# REQUIRED TASK
Convert each line of the listing below into a JSON array of strings, one string per line, leaving out any blank lines.

# DATA SUPPLIED
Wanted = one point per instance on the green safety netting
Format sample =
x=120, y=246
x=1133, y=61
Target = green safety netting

# THE RESPONSE
[
  "Wanted = one point per instance on the green safety netting",
  "Format sample =",
  "x=120, y=246",
  "x=1133, y=61",
  "Target = green safety netting"
]